Excerpted records:
# # #
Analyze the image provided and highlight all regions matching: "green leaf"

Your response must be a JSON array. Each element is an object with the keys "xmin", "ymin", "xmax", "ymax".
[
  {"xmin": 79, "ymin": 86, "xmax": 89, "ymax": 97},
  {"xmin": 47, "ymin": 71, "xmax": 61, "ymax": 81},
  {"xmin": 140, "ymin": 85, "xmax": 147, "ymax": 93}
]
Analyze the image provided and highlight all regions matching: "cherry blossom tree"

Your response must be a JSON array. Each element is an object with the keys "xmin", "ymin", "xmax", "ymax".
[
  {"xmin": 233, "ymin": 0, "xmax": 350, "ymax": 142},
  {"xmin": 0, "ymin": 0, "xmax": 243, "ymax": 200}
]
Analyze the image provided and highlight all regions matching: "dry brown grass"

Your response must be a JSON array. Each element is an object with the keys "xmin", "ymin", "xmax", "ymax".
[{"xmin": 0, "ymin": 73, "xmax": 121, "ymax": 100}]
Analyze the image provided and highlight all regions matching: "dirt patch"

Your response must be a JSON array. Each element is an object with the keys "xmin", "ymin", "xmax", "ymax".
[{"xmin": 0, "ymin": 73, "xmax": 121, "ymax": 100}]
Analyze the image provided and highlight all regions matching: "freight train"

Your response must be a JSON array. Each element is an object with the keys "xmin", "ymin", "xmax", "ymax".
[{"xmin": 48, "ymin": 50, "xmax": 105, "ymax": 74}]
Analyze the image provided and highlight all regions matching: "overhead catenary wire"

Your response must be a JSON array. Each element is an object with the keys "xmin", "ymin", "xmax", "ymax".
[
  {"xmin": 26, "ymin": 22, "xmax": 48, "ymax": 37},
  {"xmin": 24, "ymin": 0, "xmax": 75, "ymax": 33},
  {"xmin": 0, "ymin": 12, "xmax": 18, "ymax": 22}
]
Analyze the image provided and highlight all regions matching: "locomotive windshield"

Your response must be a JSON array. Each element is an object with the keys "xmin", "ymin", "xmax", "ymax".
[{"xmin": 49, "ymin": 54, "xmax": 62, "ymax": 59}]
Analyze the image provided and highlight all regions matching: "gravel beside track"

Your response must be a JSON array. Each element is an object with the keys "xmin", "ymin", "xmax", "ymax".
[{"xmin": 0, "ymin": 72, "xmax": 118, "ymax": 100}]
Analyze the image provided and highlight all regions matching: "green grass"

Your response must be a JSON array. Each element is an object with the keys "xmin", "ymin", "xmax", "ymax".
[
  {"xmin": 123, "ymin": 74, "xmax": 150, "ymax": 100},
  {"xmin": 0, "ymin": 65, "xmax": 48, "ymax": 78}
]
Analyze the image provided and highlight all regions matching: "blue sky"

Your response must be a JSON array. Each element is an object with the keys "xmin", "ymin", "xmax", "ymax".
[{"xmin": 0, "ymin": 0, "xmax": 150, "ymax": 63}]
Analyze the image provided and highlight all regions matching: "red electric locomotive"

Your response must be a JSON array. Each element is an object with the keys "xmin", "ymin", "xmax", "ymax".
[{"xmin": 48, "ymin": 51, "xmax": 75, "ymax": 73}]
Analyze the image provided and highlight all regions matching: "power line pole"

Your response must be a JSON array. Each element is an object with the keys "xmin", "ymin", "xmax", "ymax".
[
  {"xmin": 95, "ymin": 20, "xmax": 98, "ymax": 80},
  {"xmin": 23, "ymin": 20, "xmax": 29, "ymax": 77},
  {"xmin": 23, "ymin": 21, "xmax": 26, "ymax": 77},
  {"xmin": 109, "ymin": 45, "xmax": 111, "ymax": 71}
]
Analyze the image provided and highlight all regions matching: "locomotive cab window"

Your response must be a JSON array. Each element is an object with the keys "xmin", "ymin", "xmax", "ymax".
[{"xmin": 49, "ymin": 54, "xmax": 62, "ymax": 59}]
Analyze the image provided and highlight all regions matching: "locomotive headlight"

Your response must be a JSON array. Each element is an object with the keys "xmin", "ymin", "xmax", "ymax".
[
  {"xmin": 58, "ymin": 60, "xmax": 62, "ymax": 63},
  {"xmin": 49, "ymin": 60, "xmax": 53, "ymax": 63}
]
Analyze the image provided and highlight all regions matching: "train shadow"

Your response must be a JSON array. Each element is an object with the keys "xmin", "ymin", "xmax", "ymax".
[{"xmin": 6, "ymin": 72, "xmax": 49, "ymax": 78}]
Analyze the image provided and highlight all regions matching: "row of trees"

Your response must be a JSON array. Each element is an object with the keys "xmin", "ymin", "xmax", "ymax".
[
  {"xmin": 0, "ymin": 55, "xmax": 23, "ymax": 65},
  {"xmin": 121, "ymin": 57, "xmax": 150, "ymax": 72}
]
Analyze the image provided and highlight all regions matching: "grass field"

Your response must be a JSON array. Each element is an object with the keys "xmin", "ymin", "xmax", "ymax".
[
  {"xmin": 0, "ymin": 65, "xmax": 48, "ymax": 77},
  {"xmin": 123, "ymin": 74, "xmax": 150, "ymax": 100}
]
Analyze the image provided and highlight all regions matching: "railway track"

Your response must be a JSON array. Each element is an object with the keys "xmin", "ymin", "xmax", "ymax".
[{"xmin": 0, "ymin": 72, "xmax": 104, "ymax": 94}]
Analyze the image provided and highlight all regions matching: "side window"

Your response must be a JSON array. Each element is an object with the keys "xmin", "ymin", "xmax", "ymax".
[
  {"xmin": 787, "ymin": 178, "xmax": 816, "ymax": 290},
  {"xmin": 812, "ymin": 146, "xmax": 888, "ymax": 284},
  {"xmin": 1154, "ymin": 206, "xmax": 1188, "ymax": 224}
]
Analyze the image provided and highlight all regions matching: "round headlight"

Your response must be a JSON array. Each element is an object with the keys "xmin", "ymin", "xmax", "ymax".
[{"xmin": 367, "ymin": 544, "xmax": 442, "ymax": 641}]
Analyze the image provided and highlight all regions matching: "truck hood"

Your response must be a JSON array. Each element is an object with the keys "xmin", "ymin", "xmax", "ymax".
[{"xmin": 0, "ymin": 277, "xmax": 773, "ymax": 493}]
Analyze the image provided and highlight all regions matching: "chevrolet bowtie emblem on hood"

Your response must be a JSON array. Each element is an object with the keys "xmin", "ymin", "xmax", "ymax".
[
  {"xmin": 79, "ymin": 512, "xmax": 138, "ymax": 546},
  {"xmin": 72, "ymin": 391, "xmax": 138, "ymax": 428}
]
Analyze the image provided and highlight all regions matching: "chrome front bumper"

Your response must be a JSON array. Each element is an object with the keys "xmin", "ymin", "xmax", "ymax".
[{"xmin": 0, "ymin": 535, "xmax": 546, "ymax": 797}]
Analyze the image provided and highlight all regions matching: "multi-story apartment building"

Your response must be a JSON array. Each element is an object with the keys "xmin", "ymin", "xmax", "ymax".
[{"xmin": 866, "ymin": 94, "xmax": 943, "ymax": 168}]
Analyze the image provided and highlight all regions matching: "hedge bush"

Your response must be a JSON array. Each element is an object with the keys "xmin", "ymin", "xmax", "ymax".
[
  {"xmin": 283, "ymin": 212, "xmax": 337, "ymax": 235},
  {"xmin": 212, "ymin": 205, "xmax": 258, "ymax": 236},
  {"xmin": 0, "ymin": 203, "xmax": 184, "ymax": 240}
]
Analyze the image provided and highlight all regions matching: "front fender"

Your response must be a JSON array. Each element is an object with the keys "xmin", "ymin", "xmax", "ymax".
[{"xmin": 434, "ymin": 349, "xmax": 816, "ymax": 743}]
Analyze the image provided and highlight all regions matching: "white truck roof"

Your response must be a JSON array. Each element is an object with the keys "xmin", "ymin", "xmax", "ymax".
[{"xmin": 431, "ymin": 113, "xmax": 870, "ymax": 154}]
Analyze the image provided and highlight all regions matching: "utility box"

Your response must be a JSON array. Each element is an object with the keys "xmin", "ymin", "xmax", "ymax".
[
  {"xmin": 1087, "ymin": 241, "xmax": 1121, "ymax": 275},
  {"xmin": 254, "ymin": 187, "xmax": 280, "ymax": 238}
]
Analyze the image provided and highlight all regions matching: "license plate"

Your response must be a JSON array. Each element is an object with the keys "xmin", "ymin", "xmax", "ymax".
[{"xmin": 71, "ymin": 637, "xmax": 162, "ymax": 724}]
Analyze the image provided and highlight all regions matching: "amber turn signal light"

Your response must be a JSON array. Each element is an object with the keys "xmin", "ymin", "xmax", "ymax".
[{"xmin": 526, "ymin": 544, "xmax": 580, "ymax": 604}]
# # #
Set problem:
Gather every line of the rows above that contains the word "track", and copy each one in full. Case counts.

Exercise output:
Analyze the image provided and highlight all regions matching: "gravel beside track"
Analyze the image provided and highlight all regions matching: "railway track"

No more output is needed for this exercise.